(Exercise data Opens)

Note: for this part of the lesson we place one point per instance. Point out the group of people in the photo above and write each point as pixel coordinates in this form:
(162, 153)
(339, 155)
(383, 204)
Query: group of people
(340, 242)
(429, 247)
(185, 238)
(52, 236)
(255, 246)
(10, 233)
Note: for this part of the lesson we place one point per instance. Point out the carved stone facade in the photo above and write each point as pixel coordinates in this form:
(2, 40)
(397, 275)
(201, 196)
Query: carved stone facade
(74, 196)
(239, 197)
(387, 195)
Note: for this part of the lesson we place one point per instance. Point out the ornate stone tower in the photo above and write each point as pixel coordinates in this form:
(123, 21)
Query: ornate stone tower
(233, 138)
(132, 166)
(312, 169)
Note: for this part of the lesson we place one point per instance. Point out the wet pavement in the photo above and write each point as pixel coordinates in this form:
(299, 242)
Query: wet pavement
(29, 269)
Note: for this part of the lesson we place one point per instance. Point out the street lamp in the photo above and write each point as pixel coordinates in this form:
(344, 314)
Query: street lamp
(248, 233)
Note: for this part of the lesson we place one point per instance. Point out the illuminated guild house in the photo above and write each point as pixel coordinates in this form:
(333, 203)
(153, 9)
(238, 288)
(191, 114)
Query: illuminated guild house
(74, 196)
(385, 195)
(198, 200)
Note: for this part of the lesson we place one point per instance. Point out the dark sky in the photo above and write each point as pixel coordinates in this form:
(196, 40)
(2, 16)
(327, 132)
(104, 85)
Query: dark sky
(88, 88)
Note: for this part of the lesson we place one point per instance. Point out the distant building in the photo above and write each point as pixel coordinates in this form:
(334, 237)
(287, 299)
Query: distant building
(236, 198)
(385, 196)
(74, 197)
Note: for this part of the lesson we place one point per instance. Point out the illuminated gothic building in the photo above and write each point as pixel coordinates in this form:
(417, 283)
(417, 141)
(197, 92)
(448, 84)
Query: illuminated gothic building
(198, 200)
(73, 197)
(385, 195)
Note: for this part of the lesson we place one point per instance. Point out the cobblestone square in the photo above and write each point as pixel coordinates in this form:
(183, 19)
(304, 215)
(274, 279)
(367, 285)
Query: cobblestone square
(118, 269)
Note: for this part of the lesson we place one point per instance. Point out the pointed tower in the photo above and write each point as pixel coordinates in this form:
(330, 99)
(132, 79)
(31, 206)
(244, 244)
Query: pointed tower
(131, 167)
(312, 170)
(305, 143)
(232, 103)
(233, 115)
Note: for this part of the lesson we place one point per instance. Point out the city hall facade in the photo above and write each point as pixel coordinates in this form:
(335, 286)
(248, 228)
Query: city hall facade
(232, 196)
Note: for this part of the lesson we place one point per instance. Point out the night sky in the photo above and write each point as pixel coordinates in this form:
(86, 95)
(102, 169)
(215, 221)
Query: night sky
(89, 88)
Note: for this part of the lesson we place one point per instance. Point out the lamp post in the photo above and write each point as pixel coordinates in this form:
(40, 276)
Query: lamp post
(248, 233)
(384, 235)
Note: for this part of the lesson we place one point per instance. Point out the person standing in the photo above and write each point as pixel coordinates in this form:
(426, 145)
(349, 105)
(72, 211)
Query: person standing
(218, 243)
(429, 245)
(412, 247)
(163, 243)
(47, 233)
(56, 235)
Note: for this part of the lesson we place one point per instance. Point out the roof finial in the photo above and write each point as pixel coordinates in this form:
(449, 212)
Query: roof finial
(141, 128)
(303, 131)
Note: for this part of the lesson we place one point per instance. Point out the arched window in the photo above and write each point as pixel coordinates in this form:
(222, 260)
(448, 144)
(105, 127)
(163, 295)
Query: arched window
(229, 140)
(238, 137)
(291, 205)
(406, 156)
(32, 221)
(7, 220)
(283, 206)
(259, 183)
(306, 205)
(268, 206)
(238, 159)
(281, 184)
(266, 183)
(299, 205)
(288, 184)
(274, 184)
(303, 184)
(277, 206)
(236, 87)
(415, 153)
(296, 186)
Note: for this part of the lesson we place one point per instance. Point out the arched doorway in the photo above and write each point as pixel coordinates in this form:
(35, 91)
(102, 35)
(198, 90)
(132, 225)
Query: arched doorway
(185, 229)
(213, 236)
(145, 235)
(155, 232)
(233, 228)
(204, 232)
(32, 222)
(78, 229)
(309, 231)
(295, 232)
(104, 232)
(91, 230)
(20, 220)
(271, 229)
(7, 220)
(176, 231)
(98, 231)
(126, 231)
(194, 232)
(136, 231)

(Exercise data Closes)

Copy each entry above exactly, leaving nothing out.

Note: for this part of the lesson we place one point per instance. Point out the group of people in the photo above and write each point as pixel coordinates in this form:
(162, 153)
(339, 155)
(383, 204)
Query: group of people
(340, 242)
(429, 247)
(185, 238)
(52, 236)
(255, 246)
(10, 233)
Note: for this part of the lesson we place one point per instance. Point out the carved stone facade in the photo above and write each point as pixel coordinates in this form:
(2, 40)
(397, 275)
(201, 196)
Query: carved stone facade
(74, 196)
(239, 197)
(387, 195)
Note: for this part of the lesson we place one point per instance. Point out the ornate stone tower in the photo above and write each point as pixel coordinates in this form:
(123, 21)
Query: ornate stone tower
(233, 138)
(132, 166)
(312, 169)
Note: for this part of the lesson we place one point per instance. Point out the wet pavement in the photo above and write each point as pixel coordinates in this form:
(299, 242)
Query: wet pavement
(29, 269)
Note: for this part of the lesson we place one point per instance. Point out the street lamp in the photo above and write each point as pixel coordinates in this form:
(344, 314)
Query: street lamp
(248, 233)
Note: for this part of the lesson we place one point per instance. Point out the illuminated guild house in the photo above and write each point as pixel coordinates in this form:
(333, 203)
(153, 9)
(238, 288)
(191, 114)
Query: illuminated guild house
(74, 196)
(385, 195)
(198, 200)
Note: for this part of the lesson we place one point per instance. Point out the dark sky in the photo above and write each point as pixel coordinates in this form:
(196, 40)
(2, 16)
(327, 132)
(104, 85)
Query: dark sky
(88, 88)
Note: for this part of the lesson we place one point per instance. Point out the distant building in the photo above and write each point as pixel coordinates in this form:
(334, 237)
(287, 299)
Query: distant building
(236, 198)
(385, 196)
(74, 197)
Note: for this part of the lesson we place one point per instance. Point out the illuminated gothic building in the photo above and write each point as pixel coordinates in this form:
(417, 283)
(417, 141)
(197, 92)
(448, 84)
Query: illuminated gothic building
(198, 200)
(73, 197)
(385, 195)
Note: for this part of the lesson we place one point per instance. Point out the cobblestone square in the photo above and write each point as pixel coordinates in this form:
(183, 19)
(304, 215)
(274, 279)
(367, 285)
Query: cobblestone square
(118, 269)
Note: for this part of the lesson we place one point per instance. Point out the pointed tower in the photo above and write each point as pixel coordinates in this form:
(330, 99)
(132, 79)
(31, 206)
(244, 244)
Query: pointed tower
(131, 167)
(312, 170)
(305, 143)
(232, 103)
(233, 115)
Note: for this part of the lesson we place one point per instance. Point out the city hall facade in the photo above and write each point as pixel coordinates in this form:
(335, 286)
(248, 228)
Query: city hall facade
(232, 196)
Note: for this part of the lesson we place one point per instance. Point out the night sky in the photo above and write each point as pixel coordinates in this form:
(86, 95)
(102, 169)
(215, 221)
Query: night sky
(89, 88)
Note: for this part of the lesson we place one point per instance. Point out the lamp post in the photo above and write each point as pixel coordinates in this form:
(40, 276)
Query: lamp post
(248, 233)
(384, 235)
Note: for this part of the lesson we place one point per instance. Point out the person standing in the photo above and write each point as pixel coordinates in this form:
(426, 145)
(349, 105)
(72, 211)
Query: person standing
(218, 243)
(429, 245)
(412, 247)
(163, 243)
(47, 233)
(56, 235)
Note: for this part of the lesson we place one point per instance. Point out the roof finial in the photo above and write each point as pixel coordinates in this form:
(449, 212)
Query: roof finial
(141, 128)
(303, 131)
Note: for this part of the lesson we place one point per instance. Point out the arched window in the photo above and write each point as pixel coordinates in this form:
(222, 260)
(448, 144)
(105, 127)
(163, 295)
Query: arched window
(229, 140)
(238, 137)
(291, 205)
(406, 156)
(32, 221)
(7, 220)
(283, 206)
(259, 183)
(306, 205)
(268, 206)
(238, 159)
(281, 184)
(266, 183)
(299, 205)
(288, 184)
(274, 184)
(303, 184)
(277, 206)
(236, 87)
(415, 153)
(296, 186)
Note: for this part of the lesson we place one point per instance. Point out the arched doorway in the photo above and write each point as pixel coordinates in this form:
(35, 91)
(102, 35)
(198, 90)
(132, 225)
Query: arched doorway
(185, 229)
(213, 236)
(145, 235)
(155, 232)
(233, 228)
(204, 232)
(32, 222)
(78, 229)
(309, 231)
(295, 232)
(104, 232)
(91, 230)
(20, 220)
(271, 229)
(7, 220)
(176, 231)
(98, 231)
(126, 231)
(194, 232)
(136, 231)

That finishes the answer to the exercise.